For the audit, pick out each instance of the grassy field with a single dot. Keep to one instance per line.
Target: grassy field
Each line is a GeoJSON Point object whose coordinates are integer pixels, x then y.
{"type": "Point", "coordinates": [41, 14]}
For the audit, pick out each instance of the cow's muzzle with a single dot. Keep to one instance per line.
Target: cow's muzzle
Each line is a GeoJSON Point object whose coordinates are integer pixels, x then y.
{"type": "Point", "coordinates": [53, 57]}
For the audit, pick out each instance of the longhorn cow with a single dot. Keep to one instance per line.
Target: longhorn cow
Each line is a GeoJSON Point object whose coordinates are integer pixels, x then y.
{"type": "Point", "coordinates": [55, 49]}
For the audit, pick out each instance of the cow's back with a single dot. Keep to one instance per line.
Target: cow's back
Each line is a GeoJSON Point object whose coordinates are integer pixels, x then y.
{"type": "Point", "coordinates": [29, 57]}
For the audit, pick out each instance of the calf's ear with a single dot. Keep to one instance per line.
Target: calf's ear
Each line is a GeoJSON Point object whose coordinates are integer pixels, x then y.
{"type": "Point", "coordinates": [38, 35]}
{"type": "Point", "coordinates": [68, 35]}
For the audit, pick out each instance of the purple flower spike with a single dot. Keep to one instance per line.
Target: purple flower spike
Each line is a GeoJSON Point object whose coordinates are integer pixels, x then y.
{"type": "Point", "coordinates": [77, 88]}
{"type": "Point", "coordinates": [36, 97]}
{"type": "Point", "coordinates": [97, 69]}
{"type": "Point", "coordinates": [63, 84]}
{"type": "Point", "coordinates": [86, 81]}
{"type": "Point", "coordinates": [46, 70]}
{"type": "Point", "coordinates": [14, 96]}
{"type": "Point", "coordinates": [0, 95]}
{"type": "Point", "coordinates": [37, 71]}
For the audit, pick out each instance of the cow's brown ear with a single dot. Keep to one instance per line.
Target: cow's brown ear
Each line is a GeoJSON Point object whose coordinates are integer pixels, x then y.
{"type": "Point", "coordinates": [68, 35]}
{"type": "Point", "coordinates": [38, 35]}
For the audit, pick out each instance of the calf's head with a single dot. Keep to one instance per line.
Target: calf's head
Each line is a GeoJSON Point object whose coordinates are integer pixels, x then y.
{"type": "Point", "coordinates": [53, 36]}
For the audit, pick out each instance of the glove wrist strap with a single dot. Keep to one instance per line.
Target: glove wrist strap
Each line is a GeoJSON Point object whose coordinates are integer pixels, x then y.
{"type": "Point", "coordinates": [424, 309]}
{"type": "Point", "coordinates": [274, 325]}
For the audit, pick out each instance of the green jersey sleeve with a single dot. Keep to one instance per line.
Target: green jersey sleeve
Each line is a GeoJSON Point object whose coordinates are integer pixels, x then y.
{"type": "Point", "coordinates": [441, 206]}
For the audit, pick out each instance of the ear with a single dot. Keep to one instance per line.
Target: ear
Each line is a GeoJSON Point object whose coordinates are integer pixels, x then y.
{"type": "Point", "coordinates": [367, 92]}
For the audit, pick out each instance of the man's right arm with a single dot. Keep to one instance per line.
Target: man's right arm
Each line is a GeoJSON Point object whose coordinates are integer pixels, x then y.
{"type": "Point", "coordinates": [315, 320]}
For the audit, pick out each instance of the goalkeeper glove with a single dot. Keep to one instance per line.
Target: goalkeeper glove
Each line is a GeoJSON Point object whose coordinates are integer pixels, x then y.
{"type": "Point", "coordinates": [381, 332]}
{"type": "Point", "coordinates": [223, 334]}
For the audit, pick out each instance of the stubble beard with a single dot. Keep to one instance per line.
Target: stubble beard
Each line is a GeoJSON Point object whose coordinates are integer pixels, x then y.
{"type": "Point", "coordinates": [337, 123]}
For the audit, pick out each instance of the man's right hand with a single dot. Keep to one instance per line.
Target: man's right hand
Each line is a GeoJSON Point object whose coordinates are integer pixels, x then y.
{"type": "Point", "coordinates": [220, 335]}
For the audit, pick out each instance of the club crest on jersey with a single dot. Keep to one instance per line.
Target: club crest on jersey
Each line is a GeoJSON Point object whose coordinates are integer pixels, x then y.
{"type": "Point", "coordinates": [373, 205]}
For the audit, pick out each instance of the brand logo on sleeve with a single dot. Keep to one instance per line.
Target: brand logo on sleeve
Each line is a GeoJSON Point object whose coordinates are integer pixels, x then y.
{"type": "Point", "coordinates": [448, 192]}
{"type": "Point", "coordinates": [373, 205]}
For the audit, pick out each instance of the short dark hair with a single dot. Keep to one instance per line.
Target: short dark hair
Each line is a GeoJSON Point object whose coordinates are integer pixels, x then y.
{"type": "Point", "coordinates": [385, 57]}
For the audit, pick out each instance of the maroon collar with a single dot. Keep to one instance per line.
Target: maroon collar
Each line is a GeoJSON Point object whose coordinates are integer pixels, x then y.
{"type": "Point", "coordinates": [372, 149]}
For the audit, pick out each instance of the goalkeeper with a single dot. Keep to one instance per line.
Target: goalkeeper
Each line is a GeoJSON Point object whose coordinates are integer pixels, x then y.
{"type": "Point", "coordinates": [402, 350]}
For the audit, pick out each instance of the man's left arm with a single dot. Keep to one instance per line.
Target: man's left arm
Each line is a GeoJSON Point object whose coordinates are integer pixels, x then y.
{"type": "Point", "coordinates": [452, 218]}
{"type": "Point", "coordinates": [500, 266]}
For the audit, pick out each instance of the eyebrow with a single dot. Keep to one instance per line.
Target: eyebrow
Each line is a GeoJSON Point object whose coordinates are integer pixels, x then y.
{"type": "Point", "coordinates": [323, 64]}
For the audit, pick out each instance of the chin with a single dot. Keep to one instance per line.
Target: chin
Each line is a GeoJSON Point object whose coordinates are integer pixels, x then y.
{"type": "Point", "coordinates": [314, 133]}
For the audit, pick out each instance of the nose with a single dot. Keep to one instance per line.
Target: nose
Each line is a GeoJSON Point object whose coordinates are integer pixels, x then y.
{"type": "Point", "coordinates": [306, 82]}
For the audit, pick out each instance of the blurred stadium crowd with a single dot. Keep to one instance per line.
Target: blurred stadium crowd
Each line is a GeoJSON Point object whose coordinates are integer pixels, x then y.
::::
__PROBLEM TO SOLVE__
Go through every entry above again, changing "single dot" to "single point" each time it occurs and leaving every other word and line as it is.

__ANSWER IN FULL__
For the audit, pick out each instance of the grassy field with a single point. Keep to one instance per line.
Target: grassy field
Each line is a GeoJSON Point object whose coordinates are integer pixels, x then y.
{"type": "Point", "coordinates": [41, 14]}
For the audit, pick out each instance of the cow's muzzle with a single point. Keep to one instance per line.
Target: cow's muzzle
Each line is a GeoJSON Point object whose coordinates are integer pixels, x then y.
{"type": "Point", "coordinates": [53, 57]}
For the audit, pick out each instance of the longhorn cow with a single point. Keep to one instance per line.
Target: longhorn cow
Each line is a GeoJSON Point object whose coordinates are integer pixels, x then y.
{"type": "Point", "coordinates": [55, 49]}
For the audit, pick out each instance of the cow's back with a single point. Keep to one instance per line.
Target: cow's back
Each line is a GeoJSON Point object whose coordinates are integer pixels, x then y.
{"type": "Point", "coordinates": [29, 57]}
For the audit, pick out each instance of the calf's ear with a single point. Keep to one instance per line.
Target: calf's ear
Each line is a GeoJSON Point object whose coordinates are integer pixels, x then y.
{"type": "Point", "coordinates": [38, 35]}
{"type": "Point", "coordinates": [68, 35]}
For the audit, pick out each instance of the purple flower spike with a single point. Keep to one instance per line.
Target: purple flower spike
Each line is a GeoJSON Point object whose coordinates are integer pixels, x then y.
{"type": "Point", "coordinates": [77, 88]}
{"type": "Point", "coordinates": [36, 97]}
{"type": "Point", "coordinates": [97, 69]}
{"type": "Point", "coordinates": [63, 84]}
{"type": "Point", "coordinates": [86, 81]}
{"type": "Point", "coordinates": [46, 70]}
{"type": "Point", "coordinates": [14, 96]}
{"type": "Point", "coordinates": [0, 95]}
{"type": "Point", "coordinates": [37, 71]}
For the audit, pick out each instance of the cow's brown ear with a single point. Keep to one instance per line.
Target: cow's brown ear
Each line is a GeoJSON Point object whose coordinates are integer pixels, x then y.
{"type": "Point", "coordinates": [68, 35]}
{"type": "Point", "coordinates": [38, 35]}
For the audit, pick out each instance of the calf's head with a single point. Keep to one instance per line.
Target: calf's head
Each line is a GeoJSON Point object whose coordinates are integer pixels, x then y.
{"type": "Point", "coordinates": [53, 36]}
For the audit, pick out each instance of the glove wrist strap with a single point. Keep to one instance per line.
Target: glove wrist strap
Each line is a GeoJSON Point object whose coordinates are integer pixels, x then y.
{"type": "Point", "coordinates": [424, 309]}
{"type": "Point", "coordinates": [274, 325]}
For the audit, pick out each instance of the green jersey sleeve with a single point. Keep to one instance per line.
Target: green jersey sleeve
Each line is a GeoJSON Point object whose coordinates are integer pixels, x then y.
{"type": "Point", "coordinates": [441, 206]}
For the audit, pick out each instance of the ear with a single point. Keep to one instance per line.
Target: ear
Each line is a GeoJSON Point object whose coordinates are integer pixels, x then y.
{"type": "Point", "coordinates": [367, 92]}
For the audit, pick out each instance of the man's right arm with a single point. Keep to one instance per line.
Target: man's right arm
Each line is a GeoJSON Point object whose coordinates are integer pixels, x then y.
{"type": "Point", "coordinates": [315, 320]}
For the audit, pick out each instance of the goalkeeper glove with a single point. Keep to one instance per line.
Target: goalkeeper glove
Each line is a GeoJSON Point object whose coordinates are integer pixels, x then y.
{"type": "Point", "coordinates": [381, 332]}
{"type": "Point", "coordinates": [223, 334]}
For the audit, pick out each instance of the stubble beard with a single point. Keep to one instance per line.
Target: stubble beard
Each line is a GeoJSON Point object whose coordinates are integer pixels, x then y.
{"type": "Point", "coordinates": [337, 123]}
For the audit, pick out each instance of the man's right hand with a single point. Keep to one instance per line.
Target: man's right hand
Each line is a GeoJSON Point object whose coordinates are integer pixels, x then y.
{"type": "Point", "coordinates": [220, 335]}
For the audit, pick out each instance of the club crest on jersey with a single point. Keep to one instance per line.
Target: club crest on jersey
Each line is a GeoJSON Point object whose coordinates are integer pixels, x then y.
{"type": "Point", "coordinates": [373, 205]}
For the audit, pick out each instance of the brand logo on sleeve with a single point. Keep to one instance per line.
Target: brand logo on sleeve
Each line is a GeoJSON Point object whose coordinates are integer pixels, x then y.
{"type": "Point", "coordinates": [448, 192]}
{"type": "Point", "coordinates": [373, 205]}
For the audit, pick out each instance of the short dark hair with a single point. Keep to one instance per line.
Target: short dark hair
Each line is a GeoJSON Point object whose coordinates are integer pixels, x then y.
{"type": "Point", "coordinates": [385, 57]}
For the audit, pick out each instance of the maroon collar with a single point. Keep to one instance per line.
Target: maroon collar
Each line is a GeoJSON Point object whose coordinates are integer pixels, x then y.
{"type": "Point", "coordinates": [372, 149]}
For the audit, pick out each instance of the goalkeeper with a single point. Keep to one instance per line.
Target: goalkeeper
Each line is a GeoJSON Point object whose coordinates are integer pixels, x then y.
{"type": "Point", "coordinates": [402, 350]}
For the audit, pick out each instance of the man's left arm with a single point. Keep to one instance per line.
Target: man's left arm
Each line is a GeoJSON Point object whose coordinates are integer pixels, x then y.
{"type": "Point", "coordinates": [452, 218]}
{"type": "Point", "coordinates": [500, 266]}
For the audit, pick out each instance of the eyebrow with a single point. Keep to one instance per line.
Target: eyebrow
Each line is a GeoJSON Point object whose coordinates are integer pixels, x then y.
{"type": "Point", "coordinates": [323, 64]}
For the audit, pick out each instance of the chin with a single point. Keep to one instance per line.
Target: chin
Each line is a GeoJSON Point object whose coordinates are integer pixels, x then y.
{"type": "Point", "coordinates": [314, 133]}
For the audit, pick out each instance of the nose with a single point. Keep to one instance per line.
Target: nose
Each line is a GeoJSON Point object whose coordinates are integer pixels, x then y.
{"type": "Point", "coordinates": [306, 82]}
For the audit, pick out each instance of the blurred stadium crowd with a single point. Keep to one instance per line.
Target: blurred stadium crowd
Each line is a GeoJSON Point object whose coordinates are integer pixels, x then y.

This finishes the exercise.